### Goal of the exercise
In the source passage on BIS, who was hired as the program's first Executive Director?

We have been busy growing the program, hiring the program’s first Executive Director Liz Cannon, and initiating the program’s first set of regulatory actions. Last month, in response to the growing involvement of the PRC in the supply chain for connected vehicles, BIS issued an Advanced Notice of Proposed Rulemaking related to security risks from foreign adversary technology in connected vehicles. As national security threats evolve, so does BIS. Going forward, ICTS promises to be an important part of the BIS mission.
Finally, BIS is not acting alone to advance U.S. national security. The Department of Commerce employs an “offense/defense” approach—BIS’s work is the defense. The offense is the Department’s work, led by other bureaus, to implement the CHIPS and Science Act and a host of other laws, which will ensure that U.S. technological leadership continues to advance and that the benefits of this advancement are widely distributed across our nation. This is part of the Biden-Harris Administration’s whole-of-government approach to strategic competition with the PRC. By taking this approach to strengthening and enhancing our capabilities here at home and also working to coordinate with allies and partners, we are making it more likely that export controls will have an even greater strategic impact in the future.
Sustaining BIS’s Efforts for the Future
These actions are just the beginning of BIS’s ongoing efforts to protect national security, particularly as technology advances and we become an even more digital and connected society.
And as the technology landscape continues to evolve, BIS has been asked to do more in an era of strategic competition to address our national security and foreign policy concerns. We are proud of our recent accomplishments and the work we’re doing to advance U.S. national security, but there’s an opportunity to do so much more and to accelerate our impact. To meet this moment, there are a few realities that need to be confronted. Consider the following:
- When adjusted for inflation, BIS’s budget for core export control functions has remained essentially flat since 2010.

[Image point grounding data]

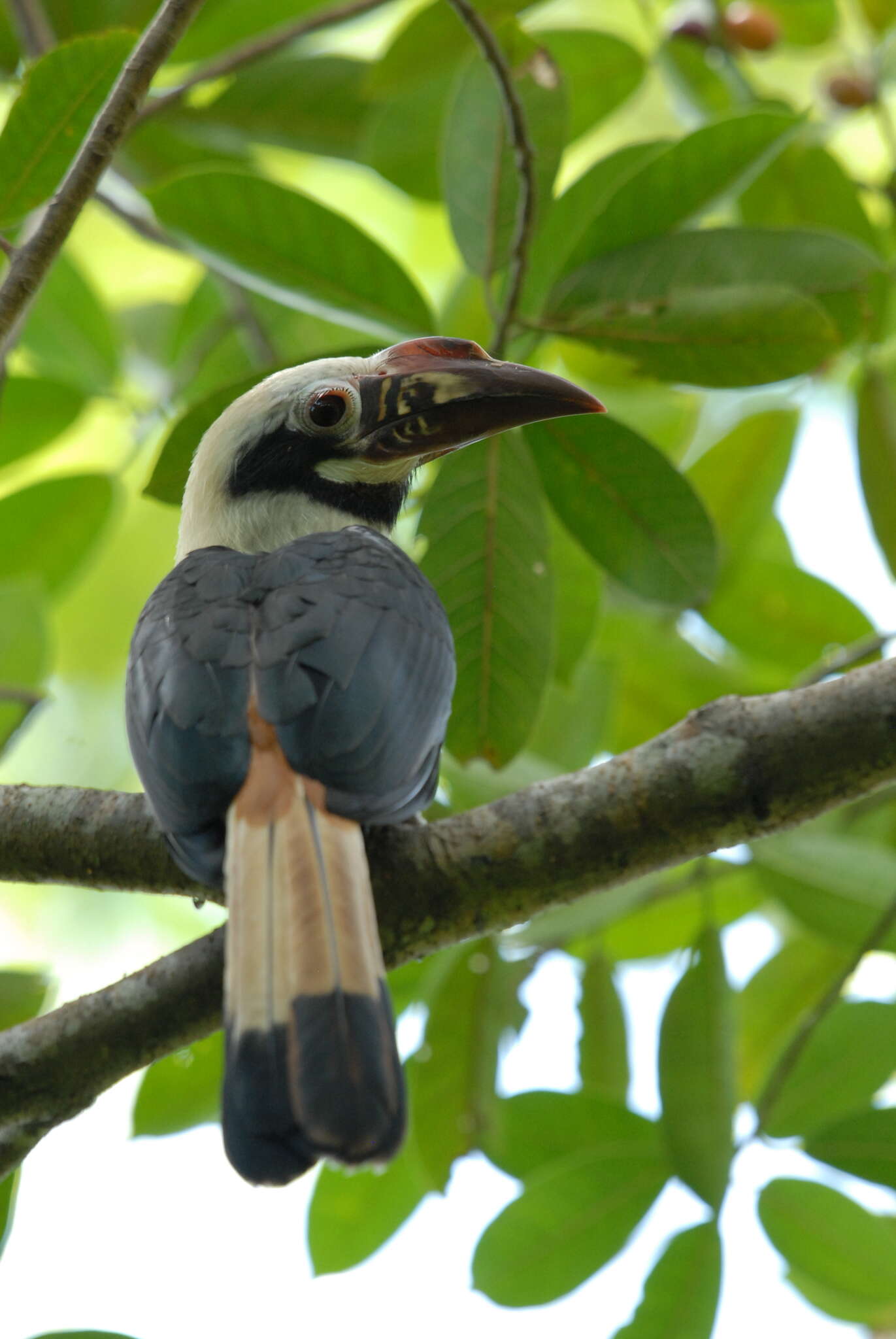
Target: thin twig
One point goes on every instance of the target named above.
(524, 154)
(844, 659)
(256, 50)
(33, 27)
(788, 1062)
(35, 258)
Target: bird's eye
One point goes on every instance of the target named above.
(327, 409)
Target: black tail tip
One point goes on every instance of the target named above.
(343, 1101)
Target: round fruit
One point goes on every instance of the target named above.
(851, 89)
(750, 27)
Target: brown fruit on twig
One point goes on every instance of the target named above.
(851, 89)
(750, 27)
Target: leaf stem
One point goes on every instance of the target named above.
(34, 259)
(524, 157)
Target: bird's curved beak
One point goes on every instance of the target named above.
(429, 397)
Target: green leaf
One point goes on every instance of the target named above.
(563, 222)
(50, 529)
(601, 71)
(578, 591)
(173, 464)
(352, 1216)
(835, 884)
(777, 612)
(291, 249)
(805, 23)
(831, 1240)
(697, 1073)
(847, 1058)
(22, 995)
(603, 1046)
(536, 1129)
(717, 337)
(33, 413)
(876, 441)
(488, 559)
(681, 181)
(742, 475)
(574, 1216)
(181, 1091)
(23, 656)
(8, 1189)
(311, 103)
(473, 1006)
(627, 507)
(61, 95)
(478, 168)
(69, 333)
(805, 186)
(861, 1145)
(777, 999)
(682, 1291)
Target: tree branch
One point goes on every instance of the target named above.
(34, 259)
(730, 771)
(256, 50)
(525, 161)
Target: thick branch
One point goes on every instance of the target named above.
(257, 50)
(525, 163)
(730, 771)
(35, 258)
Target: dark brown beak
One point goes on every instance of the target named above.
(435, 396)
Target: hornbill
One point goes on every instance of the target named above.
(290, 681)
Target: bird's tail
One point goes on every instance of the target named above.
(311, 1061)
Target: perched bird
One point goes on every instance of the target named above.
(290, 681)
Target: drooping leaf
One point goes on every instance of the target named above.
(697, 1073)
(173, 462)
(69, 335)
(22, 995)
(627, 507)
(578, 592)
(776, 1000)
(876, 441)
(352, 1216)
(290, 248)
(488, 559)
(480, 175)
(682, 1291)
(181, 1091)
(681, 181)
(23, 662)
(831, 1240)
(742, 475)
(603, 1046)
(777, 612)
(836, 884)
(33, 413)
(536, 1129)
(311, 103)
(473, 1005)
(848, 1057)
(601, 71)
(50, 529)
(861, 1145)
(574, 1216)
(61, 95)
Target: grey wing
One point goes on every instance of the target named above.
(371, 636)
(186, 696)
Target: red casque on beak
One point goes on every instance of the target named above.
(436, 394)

### Written response
Liz Cannon